# ТЕКСТ СТРАНИЦЫ
————
Позавтракав, простились со всеми нашими знакомыми, собравшимися проводить нас, и поехали. Оставляя Баку, мы повернулись спиной к Каспийскому морю, которое я вовсе и не предполагал увидеть, читая описание его в сочинениях Геродота, самого верного из всех древних авторов, говоривших о нем, а также Страбона, Птоломея, Марко Поло, Дженкенсона[187], Шардена и Стрейса.
Мы повернулись спиной к этому морю, о котором во всяком случае я никогда не намеревался сожалеть и с которым, однако, мнежаль было расстаться, ибо море имеет в моих глазах невыразимую прелесть, оно привлекает улыбкой своих волн, прозрачностью голубых вод. Оно часто сердилось на меня, и я видел его во гневе, но тогда-то я и находил его более прекрасным и улыбался ему, как улыбаются любимой женщине, даже когда она в исступлении. Но я никогда не проклинал его; если бы я даже был царем царей, и оно разрушило бы мой флот, то я все равно не решился бы наказывать его. Вот почему я вверялся ему иногда полностью, будучи убежден, что оно мне тоже не изменит.
Не все Далилы обрезают волосы любовнику, засыпающему на их коленях.
Сколько раз между морем и мною была только доска, на которую опирались мои ноги и редко случалось, чтобы я, наклонясь за борт лодки, носившей меня по беспредельному и движущемуся горизонту, не мог ласкать рукой кудрявые вершины его волн.
Сицилия, Калабрия, Африка, острова Эльба, Монте-Кристо, Корсика, Тосканский архипелаг, весь Липариотский архипелаг видели меня пристающим к их берегам на лодках, принимаемых за ладьи моего судна, и когда принимавшие меня, вопросительно озирая пустой горизонт, с удивлением спрашивали: «На каком корабле вы прибыли?», когда я указывал им на мою лодку — слабую морскую птицу, качающуюся на волнах — не было никого, кто бы не сказал мне: «Вы более чем неблагоразумны — вы безумец».
Видно, они не знают, что в природе не существует абсолютной бесчувственности; греческие поэты, воспевавшие все чувственные удовольствия, очень хорошо поняли это, когда заставили нимф похитить Гелу, а Феба каждый вечер спускаться в перламутровый дворец Амфитриды.
————
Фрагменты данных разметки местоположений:
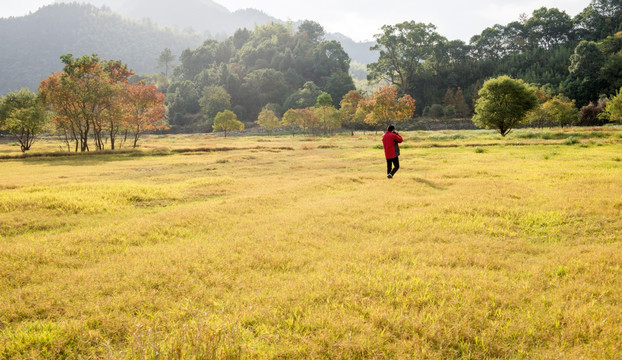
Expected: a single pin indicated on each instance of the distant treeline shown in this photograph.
(578, 57)
(31, 46)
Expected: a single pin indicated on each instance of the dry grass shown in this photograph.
(298, 247)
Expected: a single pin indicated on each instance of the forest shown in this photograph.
(578, 59)
(574, 66)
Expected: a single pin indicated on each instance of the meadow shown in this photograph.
(297, 247)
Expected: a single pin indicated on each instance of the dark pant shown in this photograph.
————
# УКАЗАНИЯ
A: Пожалуйста, перепишите полностью строки записей, начиная со строки, где есть «Expected: a single pin indicated on each instance of the meadow», и заканчивая последней строкой записей, при этом умножьте каждую координату в ответах на 2,45 и округлите до целого (половины в большую сторону). Остальные строки оставьте без изменений.
B: Продолжите текст о прощании с Каспийским морем, начав сразу после его последнего предложения.
Текст страницы и записи никак не связаны между собой.

# ОТВЕТЫ К ЗАДАНИЯМ
A:
Expected: a single pin indicated on each instance of the meadow shown in this photograph.
(728, 605)
Expected: a single pin indicated on each instance of the dark pant shown in this photograph.

B:
В лице Каспийского моря я приобрел нового друга. Мы провели вместе почти целый месяц; мне говорили только о его бурях, а оно показало лишь улыбку. Один только раз в Дербенте, как кокетка, хмурящая брови, оно заволновалось своей широкой грудью и обложило себя пеной, как бахромой; но на другой день оно сделалось еще красивее, приятнее, тише, прозрачнее и чище.
О, море Иркании! Немногие поэты видели тебя: Орфей остановился в Колхиде; Гомер не дошел до тебя; Аполлоний Родосский никогда не переступал Лесбоса; Эсхил приковывает своего Прометея к Кавказу; Вергилий останавливается у входа в Дарданеллы; Гораций бросает свой щит, чтобы бежать, кратчайшим путем возвращается в Рим, воспевая Августа и Мецената; Овидий едва видит в своей ссылке Эвксинский понт; Данте, Ариосто, Тасс, Ронсар, Корнель не имели о тебе понятия, Расин воздвигает алтарь своей Ифигении в Авлиде, а Гимон де ла Тушь своей Ифигении храм в Тавриде; Байрон бросает якорь в Константинополе; Шатобриан черпает из Иордана воду, которая освежит чело последнего наследника Людовика Святого; пилигримство Ламартина оканчивается только на берегах Азии, у подножья креста, но не Христова; Гюго, неподвижный, как скала, уходит в море во время бури, но останавливается на первом обрыве, встречаемом им на пути. Марлинский — первый поэт, который видит и влюбляется в тебя; ты становишься пламенем для него, вышедшего из ледников Байкальского озера; он так же, как и в минуту разлуки с тобой сожалеет и оплакивает тебя; твои берега оказали ему гостеприимство, он любил и страдал на них; он смотрел на тебя с могилы Ольги Нестерцовой глазами, полными слез; подобно мне, расставаясь с тобой, он прощался навеки; он отправлялся умереть, — кто знает, может быть, очиститься — в лесах Адлера, где не отыскался даже его труп.
Ты, море Аттилы, Чингисхана, Тамерлана, Петра Великого и Надир-Шаха, сохранило ли воспоминание о его прощальных речах? Я сейчас перескажу тебе их на языке, который ты редко слышишь. Я перескажу их потому, что он принадлежит поэту, неизвестному у нас[188].
…Подумаешь, что эти страницы написаны Байроном.
Сколько будет зависеть от меня, я постараюсь устранить это забвение, которое, по моему мнению, выглядит почти святотатством.
Глава XXVII[189]
Шемаха
11 ноября русского стиля (нашего 23 ноября) почти в восьми верстах от Баку, обернувшись в экипаже, я окончательно простился с Каспийским морем.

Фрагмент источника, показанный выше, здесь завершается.